= Work item =
Using the listing below, print exactly everything from the line with "Return the outline of every instance of the peeling" down to the line with "--target=bicycle wheel", both included, and nothing more.

#### Extracted material

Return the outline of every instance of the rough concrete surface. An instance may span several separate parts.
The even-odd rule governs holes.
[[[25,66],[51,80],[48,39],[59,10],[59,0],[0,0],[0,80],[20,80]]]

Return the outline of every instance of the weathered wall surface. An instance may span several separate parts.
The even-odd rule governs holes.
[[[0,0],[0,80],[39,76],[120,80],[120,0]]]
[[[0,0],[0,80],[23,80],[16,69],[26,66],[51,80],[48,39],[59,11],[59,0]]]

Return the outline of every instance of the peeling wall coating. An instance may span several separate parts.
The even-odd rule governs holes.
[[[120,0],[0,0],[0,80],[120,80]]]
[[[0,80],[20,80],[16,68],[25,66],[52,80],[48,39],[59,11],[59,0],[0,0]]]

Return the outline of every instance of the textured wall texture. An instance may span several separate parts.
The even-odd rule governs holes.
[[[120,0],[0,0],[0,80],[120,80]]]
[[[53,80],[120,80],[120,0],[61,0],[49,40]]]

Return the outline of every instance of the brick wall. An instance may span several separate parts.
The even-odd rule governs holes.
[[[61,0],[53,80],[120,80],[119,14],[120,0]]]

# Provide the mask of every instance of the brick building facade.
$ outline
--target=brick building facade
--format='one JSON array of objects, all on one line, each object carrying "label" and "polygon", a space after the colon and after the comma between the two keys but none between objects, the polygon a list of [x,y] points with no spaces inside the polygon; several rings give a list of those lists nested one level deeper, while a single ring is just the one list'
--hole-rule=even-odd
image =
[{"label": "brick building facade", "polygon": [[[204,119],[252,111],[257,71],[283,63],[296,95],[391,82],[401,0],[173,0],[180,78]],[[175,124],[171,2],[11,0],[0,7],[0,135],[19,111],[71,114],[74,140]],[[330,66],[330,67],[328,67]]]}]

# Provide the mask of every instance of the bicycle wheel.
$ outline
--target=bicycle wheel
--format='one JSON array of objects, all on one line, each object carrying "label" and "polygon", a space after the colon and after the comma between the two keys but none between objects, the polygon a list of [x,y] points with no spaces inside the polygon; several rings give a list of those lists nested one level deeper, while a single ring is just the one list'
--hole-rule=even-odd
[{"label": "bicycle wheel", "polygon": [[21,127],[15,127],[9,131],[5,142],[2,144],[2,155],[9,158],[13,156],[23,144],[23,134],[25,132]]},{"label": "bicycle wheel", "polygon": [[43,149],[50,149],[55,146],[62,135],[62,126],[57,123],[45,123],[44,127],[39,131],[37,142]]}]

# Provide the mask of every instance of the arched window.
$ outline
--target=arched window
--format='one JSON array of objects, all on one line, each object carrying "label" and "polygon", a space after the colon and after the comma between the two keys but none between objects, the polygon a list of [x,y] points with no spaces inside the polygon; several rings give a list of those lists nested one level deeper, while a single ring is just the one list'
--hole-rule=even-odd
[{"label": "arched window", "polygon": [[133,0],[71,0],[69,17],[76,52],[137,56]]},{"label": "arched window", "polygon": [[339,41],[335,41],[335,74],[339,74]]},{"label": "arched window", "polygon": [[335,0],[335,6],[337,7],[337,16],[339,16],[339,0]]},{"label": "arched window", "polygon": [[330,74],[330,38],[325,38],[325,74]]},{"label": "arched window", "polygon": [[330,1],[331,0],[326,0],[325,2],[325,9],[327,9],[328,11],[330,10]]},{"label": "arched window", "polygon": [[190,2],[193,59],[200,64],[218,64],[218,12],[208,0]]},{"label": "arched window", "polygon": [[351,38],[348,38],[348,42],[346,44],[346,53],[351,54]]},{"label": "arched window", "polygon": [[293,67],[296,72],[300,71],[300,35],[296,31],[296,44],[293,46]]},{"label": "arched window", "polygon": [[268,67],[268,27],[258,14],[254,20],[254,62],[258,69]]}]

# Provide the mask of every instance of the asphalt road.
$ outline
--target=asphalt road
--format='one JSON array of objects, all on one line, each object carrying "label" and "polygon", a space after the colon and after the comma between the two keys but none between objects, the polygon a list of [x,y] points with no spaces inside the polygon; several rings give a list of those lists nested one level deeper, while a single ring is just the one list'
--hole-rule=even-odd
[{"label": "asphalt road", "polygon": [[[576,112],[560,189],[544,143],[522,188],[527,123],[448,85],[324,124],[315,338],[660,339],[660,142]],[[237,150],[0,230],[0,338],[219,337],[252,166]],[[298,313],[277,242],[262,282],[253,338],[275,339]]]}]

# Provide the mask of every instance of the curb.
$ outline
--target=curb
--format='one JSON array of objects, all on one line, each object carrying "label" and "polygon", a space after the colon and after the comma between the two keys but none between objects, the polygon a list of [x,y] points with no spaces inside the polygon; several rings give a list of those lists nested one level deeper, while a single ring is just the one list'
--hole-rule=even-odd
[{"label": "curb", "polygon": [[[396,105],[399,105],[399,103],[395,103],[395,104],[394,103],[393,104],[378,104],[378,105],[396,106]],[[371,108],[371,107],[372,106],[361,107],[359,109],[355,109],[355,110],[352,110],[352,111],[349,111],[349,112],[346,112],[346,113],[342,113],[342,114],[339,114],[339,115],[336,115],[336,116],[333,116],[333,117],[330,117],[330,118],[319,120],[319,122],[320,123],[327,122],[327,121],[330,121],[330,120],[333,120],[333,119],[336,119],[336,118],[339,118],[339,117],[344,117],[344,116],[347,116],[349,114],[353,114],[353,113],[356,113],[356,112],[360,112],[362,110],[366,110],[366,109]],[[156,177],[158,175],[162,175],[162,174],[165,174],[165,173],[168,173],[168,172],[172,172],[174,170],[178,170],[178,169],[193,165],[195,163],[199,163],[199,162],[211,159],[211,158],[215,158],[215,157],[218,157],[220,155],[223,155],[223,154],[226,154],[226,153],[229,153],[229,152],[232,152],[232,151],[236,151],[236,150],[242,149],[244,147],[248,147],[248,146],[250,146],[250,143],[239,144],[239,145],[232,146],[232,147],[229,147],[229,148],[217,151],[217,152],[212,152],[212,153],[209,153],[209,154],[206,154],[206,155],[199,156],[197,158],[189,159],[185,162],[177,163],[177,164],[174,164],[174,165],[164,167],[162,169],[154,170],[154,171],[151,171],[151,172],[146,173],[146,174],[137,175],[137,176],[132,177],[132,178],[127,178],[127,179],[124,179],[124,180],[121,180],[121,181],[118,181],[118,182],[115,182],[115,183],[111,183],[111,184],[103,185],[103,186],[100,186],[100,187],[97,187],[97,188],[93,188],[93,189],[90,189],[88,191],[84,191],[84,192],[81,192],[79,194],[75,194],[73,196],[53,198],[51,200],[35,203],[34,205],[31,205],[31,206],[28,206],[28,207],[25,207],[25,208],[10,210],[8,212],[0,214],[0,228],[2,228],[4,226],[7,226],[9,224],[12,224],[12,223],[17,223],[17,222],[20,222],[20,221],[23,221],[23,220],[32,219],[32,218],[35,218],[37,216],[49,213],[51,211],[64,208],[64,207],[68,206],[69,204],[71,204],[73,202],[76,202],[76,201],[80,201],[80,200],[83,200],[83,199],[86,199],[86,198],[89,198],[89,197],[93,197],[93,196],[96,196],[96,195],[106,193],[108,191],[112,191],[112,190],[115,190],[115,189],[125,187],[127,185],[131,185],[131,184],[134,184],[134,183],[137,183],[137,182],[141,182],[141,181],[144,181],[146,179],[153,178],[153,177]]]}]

########

= Your solution =
Return the outline of every instance of the peeling wall coating. An instance may span several separate parts.
The even-odd rule governs holes.
[[[120,0],[0,0],[0,80],[120,80]]]
[[[0,80],[20,80],[16,68],[25,66],[52,80],[48,39],[59,11],[59,0],[0,0]]]

Return the outline of every instance of the textured wall texture. An instance may span several separate parts.
The even-odd rule governs holes.
[[[120,0],[0,0],[0,80],[120,80]]]
[[[53,80],[120,80],[120,0],[61,0],[49,40]]]

Return the outline of every instance of the brick wall. An instance may span several separate parts.
The even-odd rule governs holes.
[[[61,0],[53,80],[120,80],[119,14],[120,0]]]

# Provide the mask of every instance of the brick building facade.
$ outline
--target=brick building facade
--format='one JSON array of objects, all on one line, each object carrying "label" and "polygon", a space after the colon and after the comma between the two keys but none between objects, the polygon a list of [x,y] points with no spaces inside the polygon; several rings give a list of those lists nested one level deeper, while a single ring is just the one list'
--hole-rule=even-odd
image =
[{"label": "brick building facade", "polygon": [[[204,119],[252,111],[257,71],[283,63],[296,95],[391,82],[401,0],[173,0],[180,78]],[[175,124],[171,2],[11,0],[0,7],[0,135],[19,111],[71,114],[74,140]],[[330,66],[330,67],[328,67]]]}]

# Provide the mask of every instance of the bicycle wheel.
$ outline
--target=bicycle wheel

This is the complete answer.